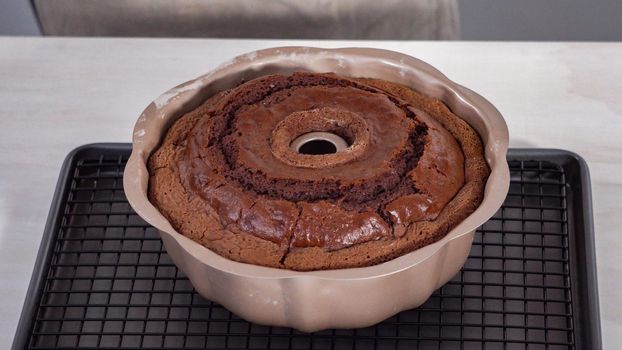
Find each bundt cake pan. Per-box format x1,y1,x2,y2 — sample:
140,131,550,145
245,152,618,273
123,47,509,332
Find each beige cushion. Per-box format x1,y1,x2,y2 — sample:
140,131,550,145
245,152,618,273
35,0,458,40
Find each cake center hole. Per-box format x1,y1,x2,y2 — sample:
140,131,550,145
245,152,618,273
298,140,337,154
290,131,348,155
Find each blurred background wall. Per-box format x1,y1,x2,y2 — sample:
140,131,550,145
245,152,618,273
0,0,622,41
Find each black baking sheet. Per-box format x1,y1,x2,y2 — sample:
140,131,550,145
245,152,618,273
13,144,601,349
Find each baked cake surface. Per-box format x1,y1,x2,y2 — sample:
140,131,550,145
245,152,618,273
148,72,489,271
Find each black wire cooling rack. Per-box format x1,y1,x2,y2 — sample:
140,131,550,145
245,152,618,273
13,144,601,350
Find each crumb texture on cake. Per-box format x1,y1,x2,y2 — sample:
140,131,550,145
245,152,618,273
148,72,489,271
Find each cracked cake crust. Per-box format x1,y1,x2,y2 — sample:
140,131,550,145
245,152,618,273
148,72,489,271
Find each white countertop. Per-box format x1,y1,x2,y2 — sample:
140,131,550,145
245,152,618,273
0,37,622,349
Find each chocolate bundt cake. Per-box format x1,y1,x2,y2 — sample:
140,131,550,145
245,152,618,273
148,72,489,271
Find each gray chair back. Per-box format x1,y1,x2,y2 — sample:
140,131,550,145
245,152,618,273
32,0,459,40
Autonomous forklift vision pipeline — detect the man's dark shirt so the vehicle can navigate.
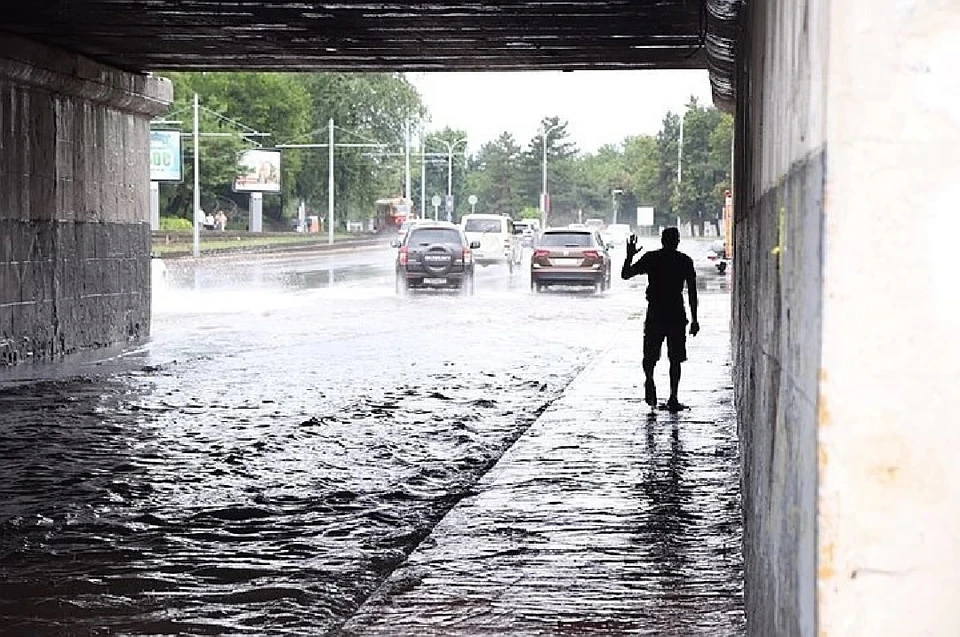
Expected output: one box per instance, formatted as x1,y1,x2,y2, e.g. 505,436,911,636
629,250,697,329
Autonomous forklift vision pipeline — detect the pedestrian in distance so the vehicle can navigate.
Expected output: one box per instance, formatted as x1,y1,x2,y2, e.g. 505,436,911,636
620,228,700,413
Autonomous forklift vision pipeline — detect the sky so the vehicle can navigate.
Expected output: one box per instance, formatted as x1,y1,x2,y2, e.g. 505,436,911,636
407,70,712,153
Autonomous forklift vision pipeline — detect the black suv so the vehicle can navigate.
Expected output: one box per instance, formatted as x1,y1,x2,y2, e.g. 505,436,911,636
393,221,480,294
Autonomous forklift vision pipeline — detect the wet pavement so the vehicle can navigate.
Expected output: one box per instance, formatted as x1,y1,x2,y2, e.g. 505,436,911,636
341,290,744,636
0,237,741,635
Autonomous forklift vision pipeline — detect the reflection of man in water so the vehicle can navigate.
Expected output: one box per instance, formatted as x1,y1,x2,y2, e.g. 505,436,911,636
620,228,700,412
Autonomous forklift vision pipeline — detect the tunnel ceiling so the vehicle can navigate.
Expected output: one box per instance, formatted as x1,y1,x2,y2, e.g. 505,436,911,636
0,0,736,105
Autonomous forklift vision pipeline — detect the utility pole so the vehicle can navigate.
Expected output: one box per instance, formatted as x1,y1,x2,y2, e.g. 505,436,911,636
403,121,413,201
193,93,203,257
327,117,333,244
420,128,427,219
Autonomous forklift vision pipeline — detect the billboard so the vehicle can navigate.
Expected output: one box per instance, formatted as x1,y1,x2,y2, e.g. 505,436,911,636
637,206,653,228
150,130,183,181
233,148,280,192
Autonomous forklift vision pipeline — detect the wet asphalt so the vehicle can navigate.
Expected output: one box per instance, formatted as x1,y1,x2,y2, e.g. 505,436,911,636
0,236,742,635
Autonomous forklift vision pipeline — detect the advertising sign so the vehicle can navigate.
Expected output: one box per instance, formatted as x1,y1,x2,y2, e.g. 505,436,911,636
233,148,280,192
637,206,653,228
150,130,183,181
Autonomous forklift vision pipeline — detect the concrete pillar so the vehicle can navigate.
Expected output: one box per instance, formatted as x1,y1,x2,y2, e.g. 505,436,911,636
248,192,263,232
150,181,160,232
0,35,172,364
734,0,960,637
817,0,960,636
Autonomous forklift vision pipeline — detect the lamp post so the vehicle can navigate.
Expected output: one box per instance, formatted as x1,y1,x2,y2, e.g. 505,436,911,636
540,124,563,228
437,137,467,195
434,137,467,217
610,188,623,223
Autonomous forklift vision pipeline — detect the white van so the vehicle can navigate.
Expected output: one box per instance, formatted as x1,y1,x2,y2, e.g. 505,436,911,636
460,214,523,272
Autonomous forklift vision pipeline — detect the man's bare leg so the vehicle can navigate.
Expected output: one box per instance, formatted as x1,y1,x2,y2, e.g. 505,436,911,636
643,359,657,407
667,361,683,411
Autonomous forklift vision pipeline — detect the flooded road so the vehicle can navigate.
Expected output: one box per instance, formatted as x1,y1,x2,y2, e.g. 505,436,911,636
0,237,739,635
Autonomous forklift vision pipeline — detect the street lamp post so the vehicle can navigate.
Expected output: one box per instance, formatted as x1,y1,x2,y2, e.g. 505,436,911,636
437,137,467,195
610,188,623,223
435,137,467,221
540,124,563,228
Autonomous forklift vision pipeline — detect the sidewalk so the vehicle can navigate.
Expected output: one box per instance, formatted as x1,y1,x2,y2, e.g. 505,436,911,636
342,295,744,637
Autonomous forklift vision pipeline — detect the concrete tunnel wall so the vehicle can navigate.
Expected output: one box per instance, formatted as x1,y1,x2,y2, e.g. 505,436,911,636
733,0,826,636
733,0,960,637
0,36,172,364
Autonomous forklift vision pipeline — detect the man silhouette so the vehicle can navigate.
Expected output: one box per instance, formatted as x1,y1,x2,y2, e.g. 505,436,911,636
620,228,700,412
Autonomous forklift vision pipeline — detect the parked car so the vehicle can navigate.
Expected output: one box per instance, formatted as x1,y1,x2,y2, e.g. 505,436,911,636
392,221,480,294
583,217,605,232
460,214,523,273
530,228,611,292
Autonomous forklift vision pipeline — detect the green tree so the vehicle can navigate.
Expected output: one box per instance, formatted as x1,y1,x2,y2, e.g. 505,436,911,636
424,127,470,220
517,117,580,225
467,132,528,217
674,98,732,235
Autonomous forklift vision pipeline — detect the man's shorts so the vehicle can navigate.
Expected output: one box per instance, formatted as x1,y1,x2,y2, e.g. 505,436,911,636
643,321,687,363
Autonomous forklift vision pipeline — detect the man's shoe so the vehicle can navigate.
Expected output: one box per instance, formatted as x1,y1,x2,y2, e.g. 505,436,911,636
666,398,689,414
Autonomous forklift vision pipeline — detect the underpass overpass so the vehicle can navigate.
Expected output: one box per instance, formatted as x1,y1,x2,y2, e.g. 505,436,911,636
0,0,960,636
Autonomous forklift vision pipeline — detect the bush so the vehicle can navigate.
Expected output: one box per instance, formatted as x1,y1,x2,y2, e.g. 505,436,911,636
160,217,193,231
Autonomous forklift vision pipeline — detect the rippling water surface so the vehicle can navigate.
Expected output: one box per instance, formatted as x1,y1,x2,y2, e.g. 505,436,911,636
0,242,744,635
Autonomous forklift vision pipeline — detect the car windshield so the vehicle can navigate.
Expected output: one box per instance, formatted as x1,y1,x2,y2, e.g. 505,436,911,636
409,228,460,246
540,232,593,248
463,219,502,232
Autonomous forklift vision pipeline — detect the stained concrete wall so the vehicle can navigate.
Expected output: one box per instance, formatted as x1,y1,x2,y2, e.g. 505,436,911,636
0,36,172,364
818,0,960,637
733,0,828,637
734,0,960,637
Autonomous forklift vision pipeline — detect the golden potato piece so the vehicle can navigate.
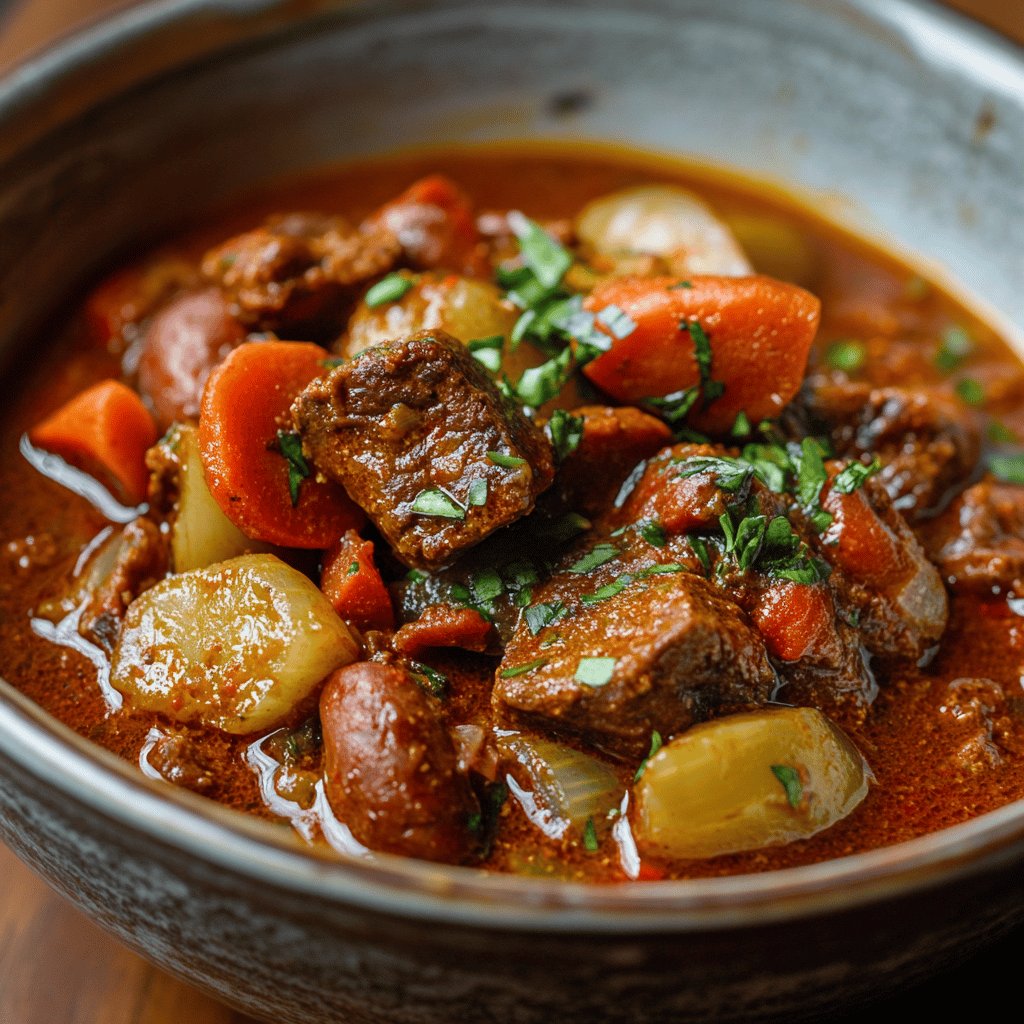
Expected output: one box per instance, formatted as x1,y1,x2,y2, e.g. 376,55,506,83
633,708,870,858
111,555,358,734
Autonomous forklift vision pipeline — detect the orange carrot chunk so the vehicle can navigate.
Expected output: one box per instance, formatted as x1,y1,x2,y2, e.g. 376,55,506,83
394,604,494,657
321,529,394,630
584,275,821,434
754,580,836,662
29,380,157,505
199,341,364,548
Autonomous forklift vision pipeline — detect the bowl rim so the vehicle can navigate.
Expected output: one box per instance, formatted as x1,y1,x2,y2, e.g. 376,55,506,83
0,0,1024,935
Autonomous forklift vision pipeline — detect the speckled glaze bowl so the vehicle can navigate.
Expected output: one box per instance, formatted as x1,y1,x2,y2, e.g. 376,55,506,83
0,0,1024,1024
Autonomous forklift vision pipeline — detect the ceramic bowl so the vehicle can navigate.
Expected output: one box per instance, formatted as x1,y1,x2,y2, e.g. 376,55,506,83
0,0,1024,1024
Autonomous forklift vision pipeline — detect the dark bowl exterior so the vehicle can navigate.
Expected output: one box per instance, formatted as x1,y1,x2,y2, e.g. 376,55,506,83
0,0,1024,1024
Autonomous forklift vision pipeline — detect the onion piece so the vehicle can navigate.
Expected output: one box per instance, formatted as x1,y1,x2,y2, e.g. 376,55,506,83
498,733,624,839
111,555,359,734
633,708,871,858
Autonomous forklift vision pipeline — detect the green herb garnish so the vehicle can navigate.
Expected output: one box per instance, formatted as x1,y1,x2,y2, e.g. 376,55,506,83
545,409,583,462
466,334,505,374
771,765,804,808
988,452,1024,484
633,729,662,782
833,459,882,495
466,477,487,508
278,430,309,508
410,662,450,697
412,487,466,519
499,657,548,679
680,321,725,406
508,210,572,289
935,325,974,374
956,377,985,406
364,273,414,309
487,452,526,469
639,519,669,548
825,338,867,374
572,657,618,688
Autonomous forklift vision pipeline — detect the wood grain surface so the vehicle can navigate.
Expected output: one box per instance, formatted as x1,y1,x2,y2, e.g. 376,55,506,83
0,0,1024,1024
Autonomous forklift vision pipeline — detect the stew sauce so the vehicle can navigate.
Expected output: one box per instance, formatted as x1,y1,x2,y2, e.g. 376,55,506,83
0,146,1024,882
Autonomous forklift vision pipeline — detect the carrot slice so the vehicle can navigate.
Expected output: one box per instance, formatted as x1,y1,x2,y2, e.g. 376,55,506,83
+--
Objetivo da tarefa>
Por favor, copie sem nenhuma alteração as linhas do material desde a linha que contém "Find each cracked" até a linha que contém "32,0,459,40", inclusive.

Solução da tarefa>
Find each cracked cake crust. Per-box format x1,y1,x2,y2 — sample:
140,131,550,145
245,152,618,273
148,72,489,271
Find each white countertop. Per-box format x1,y1,x2,y2 — sample:
140,131,550,145
245,152,618,273
0,37,622,349
Find each chocolate bundt cake. Per-box format x1,y1,x2,y2 — sample:
140,131,550,145
245,152,618,273
148,72,489,271
Find each gray chair back. Per-box format x1,y1,x2,y2 — sample:
140,131,550,145
245,152,618,273
32,0,459,40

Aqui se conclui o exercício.